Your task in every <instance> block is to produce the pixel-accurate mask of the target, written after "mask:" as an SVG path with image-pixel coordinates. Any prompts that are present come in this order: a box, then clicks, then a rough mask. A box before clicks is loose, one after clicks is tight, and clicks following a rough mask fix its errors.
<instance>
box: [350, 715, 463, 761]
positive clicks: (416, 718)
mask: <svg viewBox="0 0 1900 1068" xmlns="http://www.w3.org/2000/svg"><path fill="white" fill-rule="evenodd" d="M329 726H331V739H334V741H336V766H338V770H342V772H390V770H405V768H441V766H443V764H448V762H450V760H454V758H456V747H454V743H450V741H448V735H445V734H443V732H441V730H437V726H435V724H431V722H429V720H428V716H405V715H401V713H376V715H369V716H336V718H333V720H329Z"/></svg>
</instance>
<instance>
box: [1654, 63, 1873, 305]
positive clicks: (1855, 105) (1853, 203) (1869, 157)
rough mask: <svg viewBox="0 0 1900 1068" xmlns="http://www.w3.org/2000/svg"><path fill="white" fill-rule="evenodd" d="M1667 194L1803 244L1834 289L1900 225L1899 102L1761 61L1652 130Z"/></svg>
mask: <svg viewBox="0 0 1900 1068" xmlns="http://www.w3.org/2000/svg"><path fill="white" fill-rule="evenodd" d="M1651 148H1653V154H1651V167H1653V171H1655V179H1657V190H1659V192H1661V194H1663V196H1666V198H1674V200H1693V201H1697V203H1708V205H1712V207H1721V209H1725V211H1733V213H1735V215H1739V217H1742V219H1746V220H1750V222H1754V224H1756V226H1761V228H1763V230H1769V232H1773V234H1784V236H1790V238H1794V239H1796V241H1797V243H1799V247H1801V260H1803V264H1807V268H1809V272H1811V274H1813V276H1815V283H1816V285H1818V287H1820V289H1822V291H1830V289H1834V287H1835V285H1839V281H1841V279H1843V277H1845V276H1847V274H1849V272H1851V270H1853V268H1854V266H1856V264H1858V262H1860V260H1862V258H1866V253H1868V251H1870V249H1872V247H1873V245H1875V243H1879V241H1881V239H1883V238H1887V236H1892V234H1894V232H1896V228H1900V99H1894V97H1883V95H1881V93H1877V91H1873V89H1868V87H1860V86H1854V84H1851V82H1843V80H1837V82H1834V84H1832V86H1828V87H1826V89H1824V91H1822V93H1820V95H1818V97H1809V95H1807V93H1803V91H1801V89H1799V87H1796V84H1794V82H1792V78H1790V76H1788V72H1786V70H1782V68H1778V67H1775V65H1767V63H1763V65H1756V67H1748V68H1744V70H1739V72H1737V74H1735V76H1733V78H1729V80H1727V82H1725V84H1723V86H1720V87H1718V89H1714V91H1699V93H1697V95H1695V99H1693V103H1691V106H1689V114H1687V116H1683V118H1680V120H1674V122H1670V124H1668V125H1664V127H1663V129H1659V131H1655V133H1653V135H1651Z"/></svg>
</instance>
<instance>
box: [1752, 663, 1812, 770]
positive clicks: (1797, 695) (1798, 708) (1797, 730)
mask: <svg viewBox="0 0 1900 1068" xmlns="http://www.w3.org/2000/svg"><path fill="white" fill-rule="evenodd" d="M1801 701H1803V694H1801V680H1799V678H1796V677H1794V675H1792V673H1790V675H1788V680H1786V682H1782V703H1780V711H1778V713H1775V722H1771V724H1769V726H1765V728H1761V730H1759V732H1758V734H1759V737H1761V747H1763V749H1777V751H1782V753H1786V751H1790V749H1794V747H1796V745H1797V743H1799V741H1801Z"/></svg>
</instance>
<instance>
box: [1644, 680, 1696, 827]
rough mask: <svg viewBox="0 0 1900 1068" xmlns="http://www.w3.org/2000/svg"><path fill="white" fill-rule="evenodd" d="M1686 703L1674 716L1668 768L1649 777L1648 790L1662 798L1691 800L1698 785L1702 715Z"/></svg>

======

> [Description of the task]: Restate word for word the lines of the data above, starting at the line containing "positive clicks: (1855, 105)" and ending at the line containing "box: [1752, 663, 1812, 770]", both included, and nothing more.

> [Final answer]:
positive clicks: (1855, 105) (1853, 203) (1869, 157)
rough mask: <svg viewBox="0 0 1900 1068" xmlns="http://www.w3.org/2000/svg"><path fill="white" fill-rule="evenodd" d="M1667 194L1803 244L1834 289L1900 225L1899 102L1761 61L1652 130Z"/></svg>
mask: <svg viewBox="0 0 1900 1068" xmlns="http://www.w3.org/2000/svg"><path fill="white" fill-rule="evenodd" d="M1651 148H1653V154H1651V167H1653V171H1655V179H1657V190H1659V192H1661V194H1663V196H1666V198H1674V200H1693V201H1697V203H1708V205H1712V207H1721V209H1725V211H1733V213H1735V215H1739V217H1742V219H1746V220H1750V222H1754V224H1756V226H1761V228H1763V230H1769V232H1773V234H1784V236H1790V238H1794V239H1796V241H1797V243H1799V247H1801V260H1803V264H1807V268H1809V272H1811V274H1813V276H1815V283H1816V285H1818V287H1820V289H1822V291H1830V289H1834V287H1835V285H1839V281H1841V279H1843V277H1845V276H1847V274H1849V272H1851V270H1853V268H1854V266H1856V264H1858V262H1860V260H1862V258H1866V253H1868V251H1870V249H1872V247H1873V245H1875V243H1879V241H1881V239H1883V238H1887V236H1892V234H1894V232H1896V228H1900V99H1894V97H1883V95H1881V93H1877V91H1873V89H1868V87H1860V86H1854V84H1851V82H1843V80H1837V82H1834V84H1832V86H1828V87H1826V89H1824V91H1822V93H1820V95H1818V97H1809V95H1807V93H1803V91H1801V89H1799V87H1796V84H1794V82H1792V78H1790V76H1788V72H1786V70H1782V68H1778V67H1775V65H1767V63H1763V65H1756V67H1748V68H1744V70H1739V72H1737V74H1735V76H1733V78H1729V80H1727V82H1725V84H1723V86H1720V87H1718V89H1714V91H1699V93H1697V95H1695V99H1693V103H1691V106H1689V114H1687V116H1683V118H1680V120H1674V122H1670V124H1668V125H1664V127H1663V129H1659V131H1655V133H1653V135H1651Z"/></svg>
</instance>
<instance>
box: [1752, 663, 1812, 770]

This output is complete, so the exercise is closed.